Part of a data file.

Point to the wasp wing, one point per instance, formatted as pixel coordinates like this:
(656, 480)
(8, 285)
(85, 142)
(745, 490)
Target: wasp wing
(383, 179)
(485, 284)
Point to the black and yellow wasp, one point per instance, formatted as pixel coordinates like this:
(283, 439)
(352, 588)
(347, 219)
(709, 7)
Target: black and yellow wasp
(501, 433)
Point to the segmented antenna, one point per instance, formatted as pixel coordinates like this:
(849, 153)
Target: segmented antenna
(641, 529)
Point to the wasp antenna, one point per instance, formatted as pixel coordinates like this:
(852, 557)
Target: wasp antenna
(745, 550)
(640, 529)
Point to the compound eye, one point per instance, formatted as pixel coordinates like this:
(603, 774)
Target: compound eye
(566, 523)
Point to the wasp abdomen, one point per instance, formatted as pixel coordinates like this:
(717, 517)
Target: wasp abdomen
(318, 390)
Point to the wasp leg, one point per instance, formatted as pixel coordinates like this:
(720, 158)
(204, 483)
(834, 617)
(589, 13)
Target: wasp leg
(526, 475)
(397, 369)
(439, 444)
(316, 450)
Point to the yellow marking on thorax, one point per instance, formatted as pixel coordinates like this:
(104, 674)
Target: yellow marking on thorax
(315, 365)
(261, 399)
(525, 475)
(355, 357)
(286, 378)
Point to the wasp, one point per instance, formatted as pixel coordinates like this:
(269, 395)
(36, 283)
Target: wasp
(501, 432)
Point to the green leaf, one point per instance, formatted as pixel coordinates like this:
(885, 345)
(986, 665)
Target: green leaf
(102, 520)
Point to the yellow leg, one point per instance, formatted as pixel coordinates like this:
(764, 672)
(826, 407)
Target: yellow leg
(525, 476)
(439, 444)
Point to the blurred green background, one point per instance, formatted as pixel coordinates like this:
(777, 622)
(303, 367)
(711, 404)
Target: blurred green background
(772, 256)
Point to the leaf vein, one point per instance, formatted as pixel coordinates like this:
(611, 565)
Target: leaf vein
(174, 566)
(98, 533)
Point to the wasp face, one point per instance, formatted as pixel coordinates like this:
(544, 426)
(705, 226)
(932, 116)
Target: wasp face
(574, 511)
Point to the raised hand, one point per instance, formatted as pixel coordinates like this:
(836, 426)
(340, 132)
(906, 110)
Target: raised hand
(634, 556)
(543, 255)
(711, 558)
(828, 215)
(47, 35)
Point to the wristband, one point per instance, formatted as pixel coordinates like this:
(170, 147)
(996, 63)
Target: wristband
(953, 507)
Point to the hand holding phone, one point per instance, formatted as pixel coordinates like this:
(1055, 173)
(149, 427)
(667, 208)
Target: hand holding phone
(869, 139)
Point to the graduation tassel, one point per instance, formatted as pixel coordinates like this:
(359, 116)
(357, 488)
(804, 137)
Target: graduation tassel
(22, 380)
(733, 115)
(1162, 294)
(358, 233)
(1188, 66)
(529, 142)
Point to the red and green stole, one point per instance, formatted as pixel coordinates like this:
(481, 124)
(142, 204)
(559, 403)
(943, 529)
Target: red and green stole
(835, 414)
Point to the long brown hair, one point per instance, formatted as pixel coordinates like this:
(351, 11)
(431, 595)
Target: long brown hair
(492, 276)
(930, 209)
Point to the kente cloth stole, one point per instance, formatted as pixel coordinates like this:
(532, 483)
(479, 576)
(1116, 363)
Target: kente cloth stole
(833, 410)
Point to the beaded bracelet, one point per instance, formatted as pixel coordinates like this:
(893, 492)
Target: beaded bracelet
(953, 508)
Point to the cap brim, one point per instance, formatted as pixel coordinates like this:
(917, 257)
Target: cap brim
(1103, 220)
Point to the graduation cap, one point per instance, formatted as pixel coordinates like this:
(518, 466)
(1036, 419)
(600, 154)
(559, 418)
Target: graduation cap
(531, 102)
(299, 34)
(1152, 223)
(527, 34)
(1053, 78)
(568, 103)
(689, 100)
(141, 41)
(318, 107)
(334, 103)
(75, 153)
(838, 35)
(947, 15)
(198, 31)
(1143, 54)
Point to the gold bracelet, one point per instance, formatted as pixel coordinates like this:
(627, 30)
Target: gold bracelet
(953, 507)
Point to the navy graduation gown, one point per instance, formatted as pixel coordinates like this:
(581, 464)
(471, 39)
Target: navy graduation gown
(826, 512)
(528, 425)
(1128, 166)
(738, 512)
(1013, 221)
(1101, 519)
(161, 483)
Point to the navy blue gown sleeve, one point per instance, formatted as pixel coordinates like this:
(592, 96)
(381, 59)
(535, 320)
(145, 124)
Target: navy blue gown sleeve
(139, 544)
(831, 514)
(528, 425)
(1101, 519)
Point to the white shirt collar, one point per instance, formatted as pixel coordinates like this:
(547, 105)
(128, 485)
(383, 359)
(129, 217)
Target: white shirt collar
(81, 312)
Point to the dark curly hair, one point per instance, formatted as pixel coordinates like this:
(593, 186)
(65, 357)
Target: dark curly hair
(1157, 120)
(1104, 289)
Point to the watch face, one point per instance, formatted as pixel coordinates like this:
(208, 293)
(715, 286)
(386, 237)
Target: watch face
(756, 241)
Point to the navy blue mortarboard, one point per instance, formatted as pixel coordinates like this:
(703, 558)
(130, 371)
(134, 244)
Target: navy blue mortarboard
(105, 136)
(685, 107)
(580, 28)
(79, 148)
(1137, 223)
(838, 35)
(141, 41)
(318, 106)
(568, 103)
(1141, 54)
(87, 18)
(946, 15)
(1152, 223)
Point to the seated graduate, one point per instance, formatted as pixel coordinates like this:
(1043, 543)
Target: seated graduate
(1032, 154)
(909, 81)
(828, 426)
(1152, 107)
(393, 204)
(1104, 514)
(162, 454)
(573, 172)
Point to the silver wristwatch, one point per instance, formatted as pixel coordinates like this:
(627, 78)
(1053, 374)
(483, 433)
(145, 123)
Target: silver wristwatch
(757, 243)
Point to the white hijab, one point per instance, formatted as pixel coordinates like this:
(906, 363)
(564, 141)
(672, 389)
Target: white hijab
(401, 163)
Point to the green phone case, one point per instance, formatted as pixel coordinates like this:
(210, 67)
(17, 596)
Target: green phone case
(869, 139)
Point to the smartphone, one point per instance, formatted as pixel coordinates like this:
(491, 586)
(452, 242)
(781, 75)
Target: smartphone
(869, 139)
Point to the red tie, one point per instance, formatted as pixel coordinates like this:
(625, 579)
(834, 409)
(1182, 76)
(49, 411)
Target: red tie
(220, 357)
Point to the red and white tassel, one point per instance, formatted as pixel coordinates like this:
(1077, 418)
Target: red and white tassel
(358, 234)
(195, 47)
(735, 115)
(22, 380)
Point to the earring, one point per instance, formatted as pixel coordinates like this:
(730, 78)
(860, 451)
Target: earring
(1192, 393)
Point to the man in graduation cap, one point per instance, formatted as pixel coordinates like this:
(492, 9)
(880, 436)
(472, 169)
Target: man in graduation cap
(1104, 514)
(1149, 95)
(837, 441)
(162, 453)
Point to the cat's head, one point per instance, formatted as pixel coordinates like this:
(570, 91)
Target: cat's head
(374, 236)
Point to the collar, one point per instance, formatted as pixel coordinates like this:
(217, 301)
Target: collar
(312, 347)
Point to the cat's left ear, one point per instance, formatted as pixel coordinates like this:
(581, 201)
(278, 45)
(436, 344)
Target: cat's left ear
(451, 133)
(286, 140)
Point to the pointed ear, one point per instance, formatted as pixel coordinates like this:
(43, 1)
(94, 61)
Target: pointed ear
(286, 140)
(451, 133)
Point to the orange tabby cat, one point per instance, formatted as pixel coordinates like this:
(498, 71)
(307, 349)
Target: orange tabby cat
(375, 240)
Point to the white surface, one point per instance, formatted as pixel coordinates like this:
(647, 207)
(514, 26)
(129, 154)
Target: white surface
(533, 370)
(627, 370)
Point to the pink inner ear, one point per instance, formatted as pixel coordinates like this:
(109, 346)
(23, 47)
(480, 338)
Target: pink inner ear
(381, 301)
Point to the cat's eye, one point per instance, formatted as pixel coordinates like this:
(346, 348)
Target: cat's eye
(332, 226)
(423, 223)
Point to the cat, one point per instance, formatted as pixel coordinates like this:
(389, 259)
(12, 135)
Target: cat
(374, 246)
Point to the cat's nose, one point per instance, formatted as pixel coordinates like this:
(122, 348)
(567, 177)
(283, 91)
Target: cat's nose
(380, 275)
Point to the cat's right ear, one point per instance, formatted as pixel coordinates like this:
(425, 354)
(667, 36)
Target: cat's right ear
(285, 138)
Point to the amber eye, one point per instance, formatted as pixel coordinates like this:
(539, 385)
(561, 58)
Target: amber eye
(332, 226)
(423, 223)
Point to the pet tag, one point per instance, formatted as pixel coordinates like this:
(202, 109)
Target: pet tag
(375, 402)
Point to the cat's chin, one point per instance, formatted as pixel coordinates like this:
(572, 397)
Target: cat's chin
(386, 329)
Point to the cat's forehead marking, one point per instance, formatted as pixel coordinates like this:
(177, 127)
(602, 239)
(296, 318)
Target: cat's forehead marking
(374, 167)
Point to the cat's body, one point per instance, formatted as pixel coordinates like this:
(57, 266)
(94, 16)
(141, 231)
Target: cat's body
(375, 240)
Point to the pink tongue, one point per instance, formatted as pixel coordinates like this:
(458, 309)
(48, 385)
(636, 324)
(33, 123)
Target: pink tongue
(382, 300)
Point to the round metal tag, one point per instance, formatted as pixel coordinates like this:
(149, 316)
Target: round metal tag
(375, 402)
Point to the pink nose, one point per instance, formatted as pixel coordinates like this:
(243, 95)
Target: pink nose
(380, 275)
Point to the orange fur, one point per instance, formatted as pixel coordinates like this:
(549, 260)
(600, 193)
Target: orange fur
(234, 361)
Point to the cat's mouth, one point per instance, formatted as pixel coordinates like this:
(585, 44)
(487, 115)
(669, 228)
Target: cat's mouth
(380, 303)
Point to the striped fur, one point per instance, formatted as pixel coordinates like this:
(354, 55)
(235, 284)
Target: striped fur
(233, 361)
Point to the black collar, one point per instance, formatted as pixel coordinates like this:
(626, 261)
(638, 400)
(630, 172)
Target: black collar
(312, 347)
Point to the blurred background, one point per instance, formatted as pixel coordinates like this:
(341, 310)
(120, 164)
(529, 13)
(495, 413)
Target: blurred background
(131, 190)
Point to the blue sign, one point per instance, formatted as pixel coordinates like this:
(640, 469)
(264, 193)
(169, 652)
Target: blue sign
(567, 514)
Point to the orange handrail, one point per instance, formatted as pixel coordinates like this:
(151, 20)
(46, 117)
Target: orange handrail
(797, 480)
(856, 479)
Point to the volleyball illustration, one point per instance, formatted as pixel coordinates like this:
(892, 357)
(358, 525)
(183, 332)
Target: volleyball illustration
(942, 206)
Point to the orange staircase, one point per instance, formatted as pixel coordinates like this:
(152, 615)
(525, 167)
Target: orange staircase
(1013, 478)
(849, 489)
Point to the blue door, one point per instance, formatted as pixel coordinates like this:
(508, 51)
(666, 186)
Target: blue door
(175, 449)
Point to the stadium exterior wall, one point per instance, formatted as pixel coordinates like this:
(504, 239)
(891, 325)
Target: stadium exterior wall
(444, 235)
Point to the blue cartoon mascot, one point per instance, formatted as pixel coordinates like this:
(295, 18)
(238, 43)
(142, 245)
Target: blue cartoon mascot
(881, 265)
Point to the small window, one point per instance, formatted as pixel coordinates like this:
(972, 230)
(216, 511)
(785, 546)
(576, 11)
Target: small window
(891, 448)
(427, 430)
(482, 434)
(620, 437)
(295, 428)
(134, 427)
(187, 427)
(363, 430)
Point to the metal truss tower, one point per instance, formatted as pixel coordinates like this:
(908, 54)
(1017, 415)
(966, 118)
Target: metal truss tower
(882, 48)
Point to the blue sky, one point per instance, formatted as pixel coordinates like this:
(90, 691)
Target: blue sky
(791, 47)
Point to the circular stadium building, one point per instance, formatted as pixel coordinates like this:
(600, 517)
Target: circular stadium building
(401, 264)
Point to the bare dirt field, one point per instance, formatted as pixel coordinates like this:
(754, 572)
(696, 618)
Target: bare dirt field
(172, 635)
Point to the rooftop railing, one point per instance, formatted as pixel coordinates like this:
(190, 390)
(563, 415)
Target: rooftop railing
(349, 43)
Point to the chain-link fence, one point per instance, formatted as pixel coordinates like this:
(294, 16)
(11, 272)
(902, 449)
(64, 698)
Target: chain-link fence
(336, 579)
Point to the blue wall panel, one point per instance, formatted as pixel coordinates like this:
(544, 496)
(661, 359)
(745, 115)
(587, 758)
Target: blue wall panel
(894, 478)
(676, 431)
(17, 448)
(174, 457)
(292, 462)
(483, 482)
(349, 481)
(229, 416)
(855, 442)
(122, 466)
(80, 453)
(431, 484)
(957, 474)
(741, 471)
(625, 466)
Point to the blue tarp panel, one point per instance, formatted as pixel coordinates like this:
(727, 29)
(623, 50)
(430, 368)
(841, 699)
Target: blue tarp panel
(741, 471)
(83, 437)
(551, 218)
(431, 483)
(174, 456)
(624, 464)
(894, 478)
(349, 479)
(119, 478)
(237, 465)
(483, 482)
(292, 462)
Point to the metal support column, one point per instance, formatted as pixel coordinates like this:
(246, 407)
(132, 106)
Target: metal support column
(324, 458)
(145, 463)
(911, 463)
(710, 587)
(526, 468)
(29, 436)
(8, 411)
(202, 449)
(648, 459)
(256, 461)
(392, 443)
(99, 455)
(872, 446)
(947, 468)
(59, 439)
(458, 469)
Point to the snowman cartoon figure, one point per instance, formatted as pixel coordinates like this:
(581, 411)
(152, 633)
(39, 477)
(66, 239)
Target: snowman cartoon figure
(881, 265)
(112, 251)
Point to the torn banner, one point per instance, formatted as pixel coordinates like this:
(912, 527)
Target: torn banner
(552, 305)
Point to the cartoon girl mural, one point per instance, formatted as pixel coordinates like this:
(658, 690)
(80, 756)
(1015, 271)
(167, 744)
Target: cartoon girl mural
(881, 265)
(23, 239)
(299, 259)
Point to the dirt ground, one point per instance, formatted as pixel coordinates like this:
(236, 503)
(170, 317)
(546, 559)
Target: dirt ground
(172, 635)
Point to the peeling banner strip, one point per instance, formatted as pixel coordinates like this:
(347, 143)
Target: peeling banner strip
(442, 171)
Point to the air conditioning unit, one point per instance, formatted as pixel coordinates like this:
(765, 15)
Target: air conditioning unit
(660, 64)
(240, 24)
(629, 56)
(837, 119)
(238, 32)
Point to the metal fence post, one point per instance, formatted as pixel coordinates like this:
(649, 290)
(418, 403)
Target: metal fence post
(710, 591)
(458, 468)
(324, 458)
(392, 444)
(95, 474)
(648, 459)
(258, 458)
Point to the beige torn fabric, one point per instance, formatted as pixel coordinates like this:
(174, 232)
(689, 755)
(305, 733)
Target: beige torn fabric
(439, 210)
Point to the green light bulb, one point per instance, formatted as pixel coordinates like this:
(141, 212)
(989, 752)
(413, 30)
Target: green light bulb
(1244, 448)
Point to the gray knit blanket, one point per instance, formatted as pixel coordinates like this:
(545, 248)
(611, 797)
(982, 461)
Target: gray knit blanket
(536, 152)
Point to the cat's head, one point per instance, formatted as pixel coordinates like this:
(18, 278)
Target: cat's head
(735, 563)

PROBLEM TO WORK ON. Repeat exactly, and only, the lines from the line with "Point to the beige" through the end of the listing above, both ends included.

WRITTEN ANSWER.
Point to the beige torn fabric, one point per instance, formatted as pixel coordinates like this:
(174, 232)
(689, 755)
(305, 733)
Target: beige torn fabric
(439, 210)
Point to the green light bulb, one point per instance, formatted as pixel coordinates like this:
(141, 212)
(989, 752)
(413, 30)
Target: green light bulb
(1244, 448)
Point to the gray knit blanket, one point per instance, formatted as pixel coordinates like this:
(545, 248)
(611, 797)
(982, 461)
Target: gray knit blanket
(536, 152)
Point to the cat's head, one point per instance, formatted as pixel coordinates like this:
(18, 278)
Target: cat's head
(735, 563)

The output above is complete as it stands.